■ WORK TASK
The records below are to be output exactly, except for their pictures.

■ THE DATA
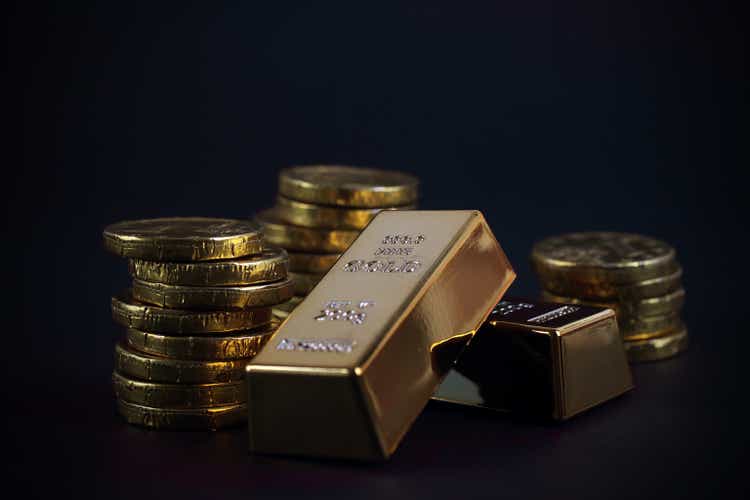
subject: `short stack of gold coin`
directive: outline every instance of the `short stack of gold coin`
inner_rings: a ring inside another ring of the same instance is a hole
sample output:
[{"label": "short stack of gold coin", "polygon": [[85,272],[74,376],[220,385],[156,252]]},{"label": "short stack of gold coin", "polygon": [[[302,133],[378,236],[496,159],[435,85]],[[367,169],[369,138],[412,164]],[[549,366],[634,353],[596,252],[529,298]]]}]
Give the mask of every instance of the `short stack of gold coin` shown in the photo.
[{"label": "short stack of gold coin", "polygon": [[631,362],[687,348],[682,268],[667,243],[637,234],[571,233],[538,242],[531,262],[543,299],[613,309]]},{"label": "short stack of gold coin", "polygon": [[416,208],[419,181],[402,172],[337,165],[283,169],[276,206],[257,214],[270,243],[285,248],[295,297],[286,317],[381,210]]},{"label": "short stack of gold coin", "polygon": [[157,429],[243,423],[245,366],[293,294],[286,252],[252,221],[201,217],[120,222],[104,243],[133,278],[112,298],[126,328],[112,374],[120,415]]}]

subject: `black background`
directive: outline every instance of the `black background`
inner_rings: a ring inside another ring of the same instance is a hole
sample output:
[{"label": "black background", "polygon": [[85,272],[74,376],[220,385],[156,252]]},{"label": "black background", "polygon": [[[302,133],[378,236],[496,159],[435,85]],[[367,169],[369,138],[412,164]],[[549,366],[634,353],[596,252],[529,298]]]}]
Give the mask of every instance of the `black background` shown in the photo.
[{"label": "black background", "polygon": [[[6,473],[31,496],[560,498],[746,488],[744,26],[721,2],[6,6]],[[618,5],[615,5],[618,4]],[[741,154],[742,153],[742,154]],[[245,217],[277,170],[336,162],[482,210],[535,294],[532,243],[675,245],[690,351],[563,425],[430,403],[387,464],[252,457],[246,433],[114,416],[101,229]],[[16,278],[17,276],[17,278]],[[18,304],[16,287],[23,288]],[[737,493],[737,492],[735,492]]]}]

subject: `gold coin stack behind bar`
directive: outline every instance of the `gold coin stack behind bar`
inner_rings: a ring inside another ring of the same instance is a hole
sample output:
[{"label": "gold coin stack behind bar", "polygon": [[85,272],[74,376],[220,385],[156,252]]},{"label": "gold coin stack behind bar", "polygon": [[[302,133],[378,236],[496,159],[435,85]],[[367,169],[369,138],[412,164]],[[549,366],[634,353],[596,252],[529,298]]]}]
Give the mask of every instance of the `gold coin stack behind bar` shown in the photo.
[{"label": "gold coin stack behind bar", "polygon": [[289,253],[295,297],[285,318],[381,210],[414,209],[419,181],[408,174],[336,165],[291,167],[279,174],[276,206],[257,215],[270,243]]},{"label": "gold coin stack behind bar", "polygon": [[245,366],[293,294],[286,252],[251,221],[198,217],[120,222],[104,242],[133,278],[112,298],[126,328],[112,373],[120,415],[156,429],[244,423]]},{"label": "gold coin stack behind bar", "polygon": [[630,362],[687,348],[682,269],[667,243],[636,234],[571,233],[538,242],[531,262],[544,300],[615,311]]}]

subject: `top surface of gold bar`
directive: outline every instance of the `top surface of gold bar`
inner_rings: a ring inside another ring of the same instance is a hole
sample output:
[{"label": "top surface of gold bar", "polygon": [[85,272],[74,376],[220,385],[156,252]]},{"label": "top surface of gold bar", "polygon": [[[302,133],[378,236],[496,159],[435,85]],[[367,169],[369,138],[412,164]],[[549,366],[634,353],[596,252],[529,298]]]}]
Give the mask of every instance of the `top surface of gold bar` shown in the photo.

■ SOLUTION
subject: `short stack of gold coin`
directive: outline every instance of the `short stack of gold coin`
inner_rings: a ring inside another ring of the same instance is a hole
sample output:
[{"label": "short stack of gold coin", "polygon": [[85,272],[74,376],[220,385],[156,252]]},{"label": "short stack of gold coin", "polygon": [[[302,133],[378,236],[496,159],[435,85]],[[367,169],[369,138],[412,164]],[[549,366],[634,353],[596,252],[529,298]]]}]
Give the mask of every instance of the `short stack of gold coin` shown in the photo.
[{"label": "short stack of gold coin", "polygon": [[631,362],[687,348],[682,268],[667,243],[637,234],[571,233],[538,242],[531,262],[543,299],[613,309]]},{"label": "short stack of gold coin", "polygon": [[416,208],[419,181],[402,172],[337,165],[283,169],[276,206],[257,214],[270,243],[285,248],[295,297],[286,317],[381,210]]},{"label": "short stack of gold coin", "polygon": [[157,429],[243,423],[245,366],[293,294],[286,252],[252,221],[201,217],[120,222],[104,243],[133,278],[112,298],[126,328],[112,374],[120,415]]}]

subject: `black background`
directive: outline every instance of the `black background`
inner_rings: a ring inside another ring of the same instance is a hole
sample output:
[{"label": "black background", "polygon": [[85,272],[74,376],[220,385],[156,252]]},{"label": "black background", "polygon": [[[302,133],[378,236],[496,159],[435,85]],[[367,169],[369,138],[412,164]],[[549,366],[634,353],[596,252],[529,298]]]}]
Give the mask of every instance of the `black background` shown in the photo.
[{"label": "black background", "polygon": [[[6,473],[31,496],[560,498],[746,488],[744,26],[721,2],[6,6]],[[618,5],[615,5],[618,4]],[[741,154],[742,153],[742,154]],[[245,217],[277,170],[336,162],[482,210],[535,294],[532,243],[675,245],[690,351],[563,425],[430,403],[387,464],[252,457],[246,433],[114,416],[101,229]],[[16,278],[17,276],[17,278]],[[18,304],[16,287],[23,288]],[[737,493],[737,492],[735,492]]]}]

subject: `gold coin stack behind bar`
directive: outline every instance of the `gold coin stack behind bar`
inner_rings: a ring inside another ring of the same instance is a hole
sample output:
[{"label": "gold coin stack behind bar", "polygon": [[85,272],[74,376],[220,385],[156,252]]},{"label": "gold coin stack behind bar", "polygon": [[[302,133],[378,236],[496,159],[435,85]],[[367,169],[369,138],[412,164]],[[549,366],[634,353],[596,252],[529,298]]]}]
Give the mask of every instance of the `gold coin stack behind bar` shown in the photo.
[{"label": "gold coin stack behind bar", "polygon": [[289,253],[295,297],[285,318],[381,210],[414,209],[419,181],[408,174],[336,165],[291,167],[279,174],[276,206],[257,215],[270,243]]},{"label": "gold coin stack behind bar", "polygon": [[245,366],[293,294],[286,252],[251,221],[198,217],[120,222],[104,242],[133,278],[112,298],[126,328],[112,373],[120,415],[156,429],[244,423]]},{"label": "gold coin stack behind bar", "polygon": [[630,362],[687,348],[682,269],[667,243],[636,234],[571,233],[538,242],[531,262],[544,300],[615,311]]}]

subject: `top surface of gold bar`
directive: outline every instance of the `top surface of gold bar`
inner_rings: a ring inside another ring of the same instance is a hole
sample output:
[{"label": "top surface of gold bar", "polygon": [[85,272],[74,376],[220,385],[156,252]]},{"label": "top surface of gold bar", "polygon": [[[302,133],[378,236],[496,159],[435,85]],[[367,169],[369,138],[412,164]],[[549,366],[634,353],[596,252],[529,298]]]}]
Give the mask of every instance of the `top surface of gold bar` shown in the photo.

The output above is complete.